[start of GIVEN DATA]
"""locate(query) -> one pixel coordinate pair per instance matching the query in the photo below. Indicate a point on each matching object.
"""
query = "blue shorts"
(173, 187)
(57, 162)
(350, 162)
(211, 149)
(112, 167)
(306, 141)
[end of GIVEN DATA]
### INSTRUCTIONS FOR THE TASK
Extract all of the data above and output it character for character.

### PROBLEM SOLUTION
"""locate(query) -> one pixel coordinate pair per instance matching the query in the photo below. Indicate a point on each matching object.
"""
query = "blue shorts"
(173, 187)
(57, 162)
(350, 162)
(211, 149)
(112, 167)
(306, 141)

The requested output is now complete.